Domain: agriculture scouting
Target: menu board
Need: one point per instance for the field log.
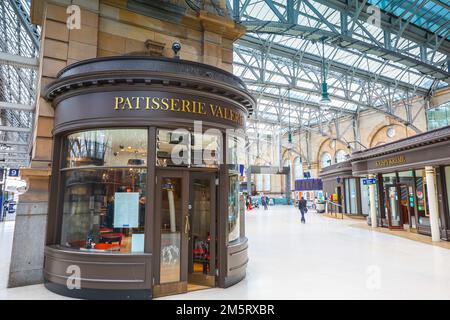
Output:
(126, 210)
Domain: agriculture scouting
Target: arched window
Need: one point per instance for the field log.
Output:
(287, 163)
(266, 182)
(325, 160)
(341, 156)
(259, 182)
(298, 170)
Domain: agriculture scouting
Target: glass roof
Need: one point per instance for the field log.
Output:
(432, 15)
(280, 65)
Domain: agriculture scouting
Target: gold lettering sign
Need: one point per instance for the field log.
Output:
(178, 105)
(391, 161)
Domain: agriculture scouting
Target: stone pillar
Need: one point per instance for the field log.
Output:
(373, 209)
(59, 47)
(30, 230)
(433, 203)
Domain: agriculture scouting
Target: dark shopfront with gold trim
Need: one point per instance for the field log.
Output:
(402, 186)
(144, 199)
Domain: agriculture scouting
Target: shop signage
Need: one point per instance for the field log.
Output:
(367, 182)
(391, 161)
(177, 105)
(308, 184)
(13, 173)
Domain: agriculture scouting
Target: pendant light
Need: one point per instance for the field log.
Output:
(324, 100)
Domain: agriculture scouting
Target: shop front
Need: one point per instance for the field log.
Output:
(410, 174)
(145, 178)
(344, 190)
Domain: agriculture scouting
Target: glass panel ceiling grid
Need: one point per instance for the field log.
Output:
(17, 83)
(432, 15)
(390, 81)
(313, 15)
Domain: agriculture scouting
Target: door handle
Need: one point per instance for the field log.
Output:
(187, 226)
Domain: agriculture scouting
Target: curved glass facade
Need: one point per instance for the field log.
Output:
(104, 184)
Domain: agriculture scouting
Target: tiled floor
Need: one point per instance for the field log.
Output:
(322, 259)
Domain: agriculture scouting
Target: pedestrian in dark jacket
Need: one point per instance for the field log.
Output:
(303, 209)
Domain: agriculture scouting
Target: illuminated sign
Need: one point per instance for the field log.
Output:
(178, 105)
(391, 161)
(308, 184)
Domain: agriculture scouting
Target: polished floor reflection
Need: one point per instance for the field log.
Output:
(322, 259)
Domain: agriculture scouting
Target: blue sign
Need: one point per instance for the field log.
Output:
(367, 182)
(13, 173)
(308, 184)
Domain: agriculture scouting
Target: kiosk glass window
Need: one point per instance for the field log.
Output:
(106, 148)
(447, 184)
(104, 209)
(233, 209)
(365, 198)
(298, 170)
(103, 181)
(350, 196)
(325, 160)
(236, 151)
(421, 198)
(181, 148)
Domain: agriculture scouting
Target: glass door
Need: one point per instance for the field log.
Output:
(406, 205)
(202, 244)
(392, 207)
(172, 229)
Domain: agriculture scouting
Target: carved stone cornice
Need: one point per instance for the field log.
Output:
(419, 140)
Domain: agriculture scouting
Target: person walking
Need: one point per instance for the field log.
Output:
(264, 201)
(303, 208)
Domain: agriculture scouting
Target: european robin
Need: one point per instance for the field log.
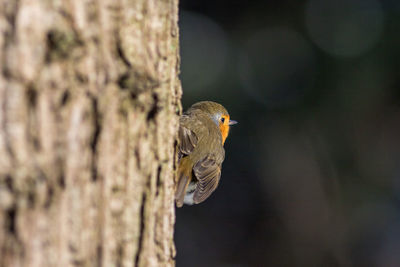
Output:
(203, 130)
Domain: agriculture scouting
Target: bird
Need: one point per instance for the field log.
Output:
(203, 130)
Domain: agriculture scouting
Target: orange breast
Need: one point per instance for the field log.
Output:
(224, 131)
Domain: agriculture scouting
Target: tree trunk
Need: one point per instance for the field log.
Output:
(89, 103)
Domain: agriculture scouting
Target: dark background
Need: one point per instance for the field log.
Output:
(312, 170)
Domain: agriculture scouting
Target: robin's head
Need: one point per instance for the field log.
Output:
(218, 114)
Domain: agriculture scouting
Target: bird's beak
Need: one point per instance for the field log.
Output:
(232, 122)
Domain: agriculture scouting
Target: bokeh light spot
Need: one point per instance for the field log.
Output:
(344, 27)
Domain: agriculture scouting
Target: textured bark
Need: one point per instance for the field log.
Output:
(89, 103)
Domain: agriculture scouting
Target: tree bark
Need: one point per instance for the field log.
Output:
(89, 104)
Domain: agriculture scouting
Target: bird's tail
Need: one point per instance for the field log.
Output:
(184, 177)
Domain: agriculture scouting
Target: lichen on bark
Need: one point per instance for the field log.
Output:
(89, 103)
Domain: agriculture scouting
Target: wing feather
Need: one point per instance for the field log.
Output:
(208, 173)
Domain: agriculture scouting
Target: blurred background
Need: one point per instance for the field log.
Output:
(312, 170)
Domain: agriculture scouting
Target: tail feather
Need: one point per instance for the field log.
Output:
(184, 178)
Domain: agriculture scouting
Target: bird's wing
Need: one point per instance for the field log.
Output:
(208, 173)
(187, 138)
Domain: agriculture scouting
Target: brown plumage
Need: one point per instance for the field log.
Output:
(203, 130)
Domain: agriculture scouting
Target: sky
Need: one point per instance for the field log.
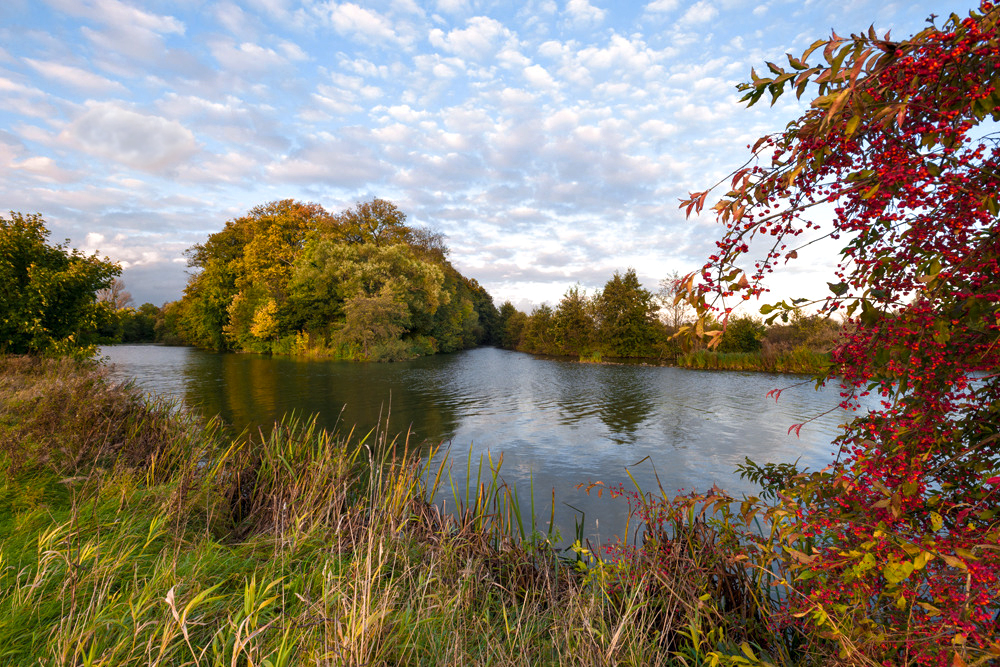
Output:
(549, 140)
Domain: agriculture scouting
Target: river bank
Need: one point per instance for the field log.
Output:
(136, 534)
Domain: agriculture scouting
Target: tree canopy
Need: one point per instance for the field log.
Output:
(48, 302)
(893, 552)
(290, 277)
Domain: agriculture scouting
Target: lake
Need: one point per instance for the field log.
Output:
(557, 422)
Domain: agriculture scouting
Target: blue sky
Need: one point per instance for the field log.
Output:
(548, 140)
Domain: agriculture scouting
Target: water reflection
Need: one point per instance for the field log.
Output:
(557, 423)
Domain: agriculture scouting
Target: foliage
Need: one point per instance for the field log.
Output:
(625, 311)
(892, 552)
(47, 293)
(290, 278)
(131, 534)
(742, 334)
(674, 309)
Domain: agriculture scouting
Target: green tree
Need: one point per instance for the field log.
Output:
(626, 314)
(511, 325)
(574, 331)
(245, 268)
(891, 551)
(674, 309)
(48, 301)
(743, 334)
(374, 320)
(378, 222)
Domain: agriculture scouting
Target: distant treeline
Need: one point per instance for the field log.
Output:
(291, 278)
(625, 320)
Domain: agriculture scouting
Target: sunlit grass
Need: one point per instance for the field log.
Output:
(133, 535)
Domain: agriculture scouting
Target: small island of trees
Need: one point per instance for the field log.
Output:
(290, 278)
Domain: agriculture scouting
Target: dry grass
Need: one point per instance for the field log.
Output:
(135, 537)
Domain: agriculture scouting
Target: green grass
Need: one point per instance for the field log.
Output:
(132, 534)
(799, 360)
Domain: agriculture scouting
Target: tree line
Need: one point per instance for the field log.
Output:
(625, 320)
(290, 277)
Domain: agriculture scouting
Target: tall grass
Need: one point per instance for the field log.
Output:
(133, 535)
(797, 360)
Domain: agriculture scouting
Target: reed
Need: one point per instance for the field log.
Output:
(798, 360)
(134, 535)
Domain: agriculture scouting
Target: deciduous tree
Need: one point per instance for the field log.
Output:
(894, 551)
(48, 301)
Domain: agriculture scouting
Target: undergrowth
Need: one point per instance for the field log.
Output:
(133, 534)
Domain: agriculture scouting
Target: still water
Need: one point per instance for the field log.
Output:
(557, 423)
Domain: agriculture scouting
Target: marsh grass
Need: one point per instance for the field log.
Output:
(797, 360)
(134, 535)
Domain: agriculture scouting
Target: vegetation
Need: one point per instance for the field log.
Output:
(624, 320)
(47, 293)
(289, 278)
(891, 553)
(132, 534)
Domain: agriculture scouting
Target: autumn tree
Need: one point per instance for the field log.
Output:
(48, 302)
(115, 295)
(625, 314)
(674, 309)
(893, 552)
(378, 222)
(573, 323)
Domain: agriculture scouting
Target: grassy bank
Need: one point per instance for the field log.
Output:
(799, 360)
(132, 534)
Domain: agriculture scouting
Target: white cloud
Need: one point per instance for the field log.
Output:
(114, 12)
(662, 6)
(75, 77)
(360, 24)
(140, 141)
(481, 38)
(700, 12)
(453, 6)
(538, 77)
(246, 57)
(581, 12)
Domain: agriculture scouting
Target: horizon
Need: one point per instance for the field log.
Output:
(550, 144)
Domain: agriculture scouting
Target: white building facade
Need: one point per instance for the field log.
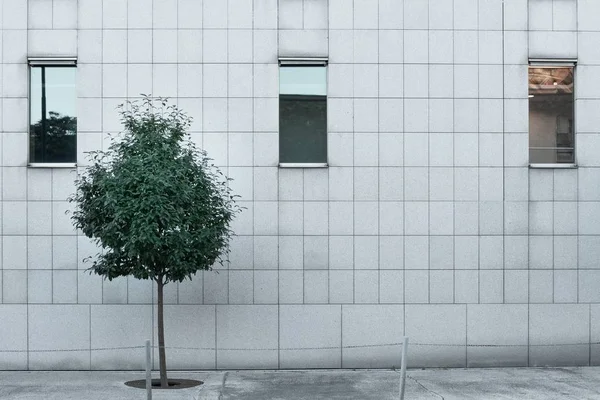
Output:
(427, 168)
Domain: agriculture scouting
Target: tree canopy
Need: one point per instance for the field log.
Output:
(153, 202)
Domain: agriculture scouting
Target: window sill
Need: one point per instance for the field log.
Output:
(554, 166)
(52, 165)
(303, 165)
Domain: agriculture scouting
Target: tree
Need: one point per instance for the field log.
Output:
(154, 204)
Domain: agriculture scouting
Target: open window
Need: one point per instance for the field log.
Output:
(303, 112)
(52, 112)
(551, 113)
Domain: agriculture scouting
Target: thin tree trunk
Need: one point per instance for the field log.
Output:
(161, 335)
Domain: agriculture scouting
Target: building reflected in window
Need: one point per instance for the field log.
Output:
(551, 104)
(53, 121)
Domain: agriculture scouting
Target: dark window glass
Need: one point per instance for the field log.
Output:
(551, 129)
(303, 114)
(53, 122)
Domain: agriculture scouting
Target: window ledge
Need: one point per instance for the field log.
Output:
(303, 165)
(554, 166)
(52, 165)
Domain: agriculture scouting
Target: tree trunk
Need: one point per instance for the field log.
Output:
(161, 336)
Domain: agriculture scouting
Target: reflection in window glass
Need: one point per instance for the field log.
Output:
(303, 114)
(551, 130)
(53, 122)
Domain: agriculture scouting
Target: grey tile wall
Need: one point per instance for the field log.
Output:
(427, 222)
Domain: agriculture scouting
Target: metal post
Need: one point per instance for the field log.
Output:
(403, 367)
(148, 371)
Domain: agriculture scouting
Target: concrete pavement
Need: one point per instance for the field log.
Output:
(429, 384)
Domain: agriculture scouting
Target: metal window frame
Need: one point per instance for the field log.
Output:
(51, 61)
(306, 62)
(45, 62)
(291, 61)
(558, 63)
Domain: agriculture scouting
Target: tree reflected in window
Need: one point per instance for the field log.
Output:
(53, 124)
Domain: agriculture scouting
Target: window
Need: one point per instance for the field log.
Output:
(52, 117)
(303, 112)
(551, 111)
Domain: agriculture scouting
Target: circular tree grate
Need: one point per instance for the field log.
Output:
(173, 383)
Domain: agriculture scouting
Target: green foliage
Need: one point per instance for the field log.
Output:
(154, 202)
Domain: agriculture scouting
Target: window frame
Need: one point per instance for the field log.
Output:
(46, 62)
(555, 63)
(303, 61)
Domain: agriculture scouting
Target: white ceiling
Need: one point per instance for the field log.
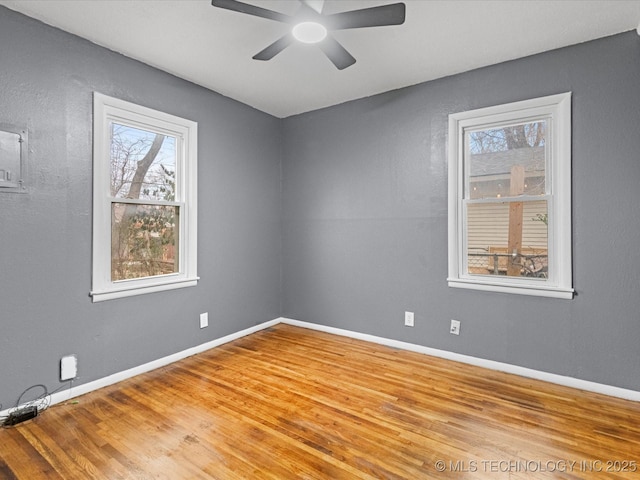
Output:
(213, 47)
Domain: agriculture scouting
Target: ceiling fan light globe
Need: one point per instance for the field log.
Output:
(309, 32)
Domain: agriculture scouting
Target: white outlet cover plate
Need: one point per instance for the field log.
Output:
(68, 367)
(408, 319)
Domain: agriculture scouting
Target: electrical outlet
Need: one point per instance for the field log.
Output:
(68, 367)
(455, 327)
(408, 319)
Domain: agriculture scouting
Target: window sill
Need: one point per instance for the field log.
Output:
(528, 289)
(130, 291)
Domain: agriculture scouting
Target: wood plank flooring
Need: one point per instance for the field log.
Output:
(292, 403)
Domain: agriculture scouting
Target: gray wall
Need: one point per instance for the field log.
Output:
(365, 218)
(337, 217)
(46, 82)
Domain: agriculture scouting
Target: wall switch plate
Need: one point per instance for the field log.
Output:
(68, 367)
(408, 319)
(455, 327)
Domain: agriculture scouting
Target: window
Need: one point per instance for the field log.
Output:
(144, 200)
(510, 198)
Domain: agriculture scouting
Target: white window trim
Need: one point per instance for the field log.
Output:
(106, 110)
(559, 285)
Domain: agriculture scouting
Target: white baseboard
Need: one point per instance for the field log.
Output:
(612, 391)
(480, 362)
(72, 392)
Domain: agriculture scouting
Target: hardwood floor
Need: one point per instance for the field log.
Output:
(288, 403)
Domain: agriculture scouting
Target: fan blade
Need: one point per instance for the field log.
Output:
(317, 5)
(367, 17)
(336, 53)
(275, 48)
(236, 6)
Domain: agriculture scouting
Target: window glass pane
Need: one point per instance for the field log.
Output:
(143, 240)
(507, 238)
(143, 164)
(506, 161)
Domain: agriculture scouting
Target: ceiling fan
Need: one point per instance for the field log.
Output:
(310, 25)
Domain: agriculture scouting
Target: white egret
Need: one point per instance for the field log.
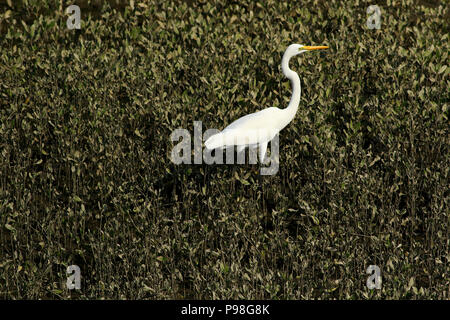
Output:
(257, 129)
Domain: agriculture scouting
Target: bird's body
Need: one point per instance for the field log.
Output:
(257, 129)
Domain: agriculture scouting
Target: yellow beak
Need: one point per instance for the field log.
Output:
(314, 47)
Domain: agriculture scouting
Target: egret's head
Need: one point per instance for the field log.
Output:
(295, 49)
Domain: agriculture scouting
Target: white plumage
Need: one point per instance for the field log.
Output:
(257, 129)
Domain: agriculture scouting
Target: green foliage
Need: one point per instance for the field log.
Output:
(85, 171)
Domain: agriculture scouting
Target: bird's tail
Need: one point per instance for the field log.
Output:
(215, 141)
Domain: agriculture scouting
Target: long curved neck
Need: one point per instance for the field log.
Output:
(292, 108)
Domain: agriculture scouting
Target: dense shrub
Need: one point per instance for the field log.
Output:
(85, 171)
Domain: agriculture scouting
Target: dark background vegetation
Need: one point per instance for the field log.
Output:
(85, 171)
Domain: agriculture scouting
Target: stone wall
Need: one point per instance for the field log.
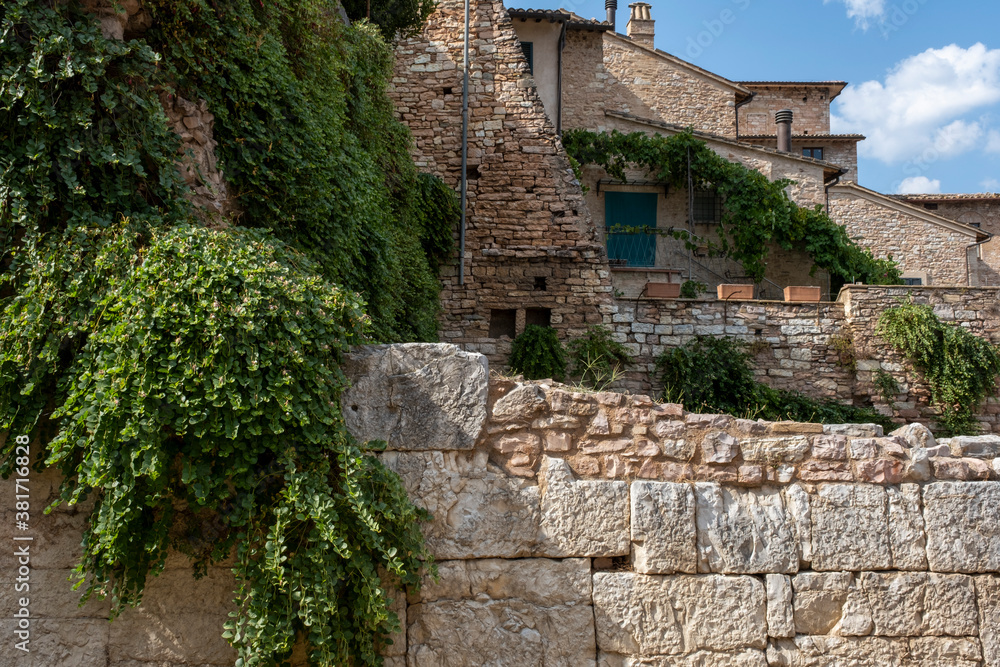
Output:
(577, 529)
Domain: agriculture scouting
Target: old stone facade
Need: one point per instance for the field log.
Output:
(575, 529)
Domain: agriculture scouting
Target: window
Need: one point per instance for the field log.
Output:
(707, 206)
(529, 53)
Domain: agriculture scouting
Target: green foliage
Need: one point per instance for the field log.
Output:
(537, 354)
(186, 379)
(960, 368)
(393, 17)
(756, 212)
(308, 139)
(597, 356)
(692, 289)
(716, 375)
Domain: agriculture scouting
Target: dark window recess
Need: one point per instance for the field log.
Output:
(541, 317)
(707, 206)
(529, 53)
(503, 322)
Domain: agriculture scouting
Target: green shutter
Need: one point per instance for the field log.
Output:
(631, 209)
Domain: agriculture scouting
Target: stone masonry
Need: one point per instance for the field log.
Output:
(576, 529)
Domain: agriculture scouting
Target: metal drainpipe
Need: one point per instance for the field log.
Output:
(465, 149)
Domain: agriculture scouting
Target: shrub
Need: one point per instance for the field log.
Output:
(537, 354)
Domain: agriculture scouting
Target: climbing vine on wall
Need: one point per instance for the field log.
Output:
(187, 379)
(756, 212)
(960, 367)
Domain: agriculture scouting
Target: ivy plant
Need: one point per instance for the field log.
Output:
(960, 368)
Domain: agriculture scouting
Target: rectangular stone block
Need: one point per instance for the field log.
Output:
(581, 518)
(744, 531)
(664, 539)
(850, 528)
(650, 615)
(963, 526)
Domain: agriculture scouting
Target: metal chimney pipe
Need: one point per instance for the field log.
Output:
(783, 119)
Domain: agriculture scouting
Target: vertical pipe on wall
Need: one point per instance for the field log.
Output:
(465, 148)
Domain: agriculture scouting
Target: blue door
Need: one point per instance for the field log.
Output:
(631, 209)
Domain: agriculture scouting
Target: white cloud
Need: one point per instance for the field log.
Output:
(863, 11)
(919, 185)
(921, 109)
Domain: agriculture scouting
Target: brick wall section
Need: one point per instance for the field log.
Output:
(918, 245)
(526, 216)
(675, 94)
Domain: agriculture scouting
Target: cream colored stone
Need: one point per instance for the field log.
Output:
(648, 615)
(907, 539)
(963, 526)
(850, 528)
(744, 531)
(664, 538)
(581, 518)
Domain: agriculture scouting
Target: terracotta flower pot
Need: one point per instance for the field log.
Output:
(735, 292)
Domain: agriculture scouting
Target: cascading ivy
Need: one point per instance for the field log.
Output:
(188, 379)
(756, 212)
(960, 367)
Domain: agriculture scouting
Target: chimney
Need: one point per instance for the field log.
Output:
(783, 119)
(611, 6)
(640, 24)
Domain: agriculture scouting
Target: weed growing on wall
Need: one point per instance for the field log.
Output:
(756, 211)
(960, 368)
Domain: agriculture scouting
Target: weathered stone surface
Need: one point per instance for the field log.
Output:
(789, 449)
(581, 518)
(850, 528)
(920, 604)
(780, 616)
(664, 538)
(744, 531)
(648, 615)
(988, 597)
(963, 526)
(416, 396)
(478, 512)
(527, 612)
(917, 435)
(907, 539)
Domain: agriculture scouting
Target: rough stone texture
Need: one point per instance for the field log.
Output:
(647, 615)
(416, 396)
(963, 526)
(510, 613)
(850, 528)
(744, 531)
(664, 537)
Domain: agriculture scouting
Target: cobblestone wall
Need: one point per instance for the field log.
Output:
(577, 529)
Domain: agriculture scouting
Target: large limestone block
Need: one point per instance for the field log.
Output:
(850, 528)
(744, 531)
(60, 642)
(907, 539)
(581, 518)
(919, 604)
(664, 539)
(506, 613)
(963, 526)
(988, 598)
(479, 512)
(649, 615)
(811, 651)
(416, 396)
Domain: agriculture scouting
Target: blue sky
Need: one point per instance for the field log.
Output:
(924, 75)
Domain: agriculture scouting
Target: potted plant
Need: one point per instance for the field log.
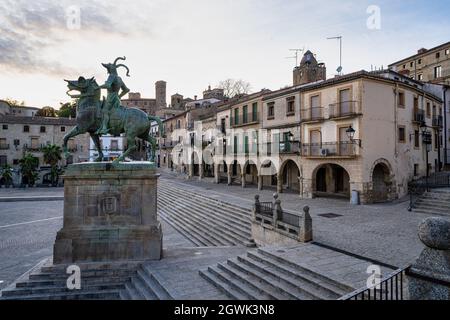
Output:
(28, 167)
(6, 176)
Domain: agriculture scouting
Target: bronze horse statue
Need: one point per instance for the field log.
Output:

════

*Problem to work on:*
Gather every line of the entries above that contains the word "wall", treating uppercase and lowercase letters as distinct.

*Full output:*
Target: grey tile wall
Target: gray wall
Target: wall switch plate
Target: stone wall
Target: climbing vine on wall
Target: vertical pipe on wall
Target: brick wall section
Target: weed growing on wall
Target: cobblestone wall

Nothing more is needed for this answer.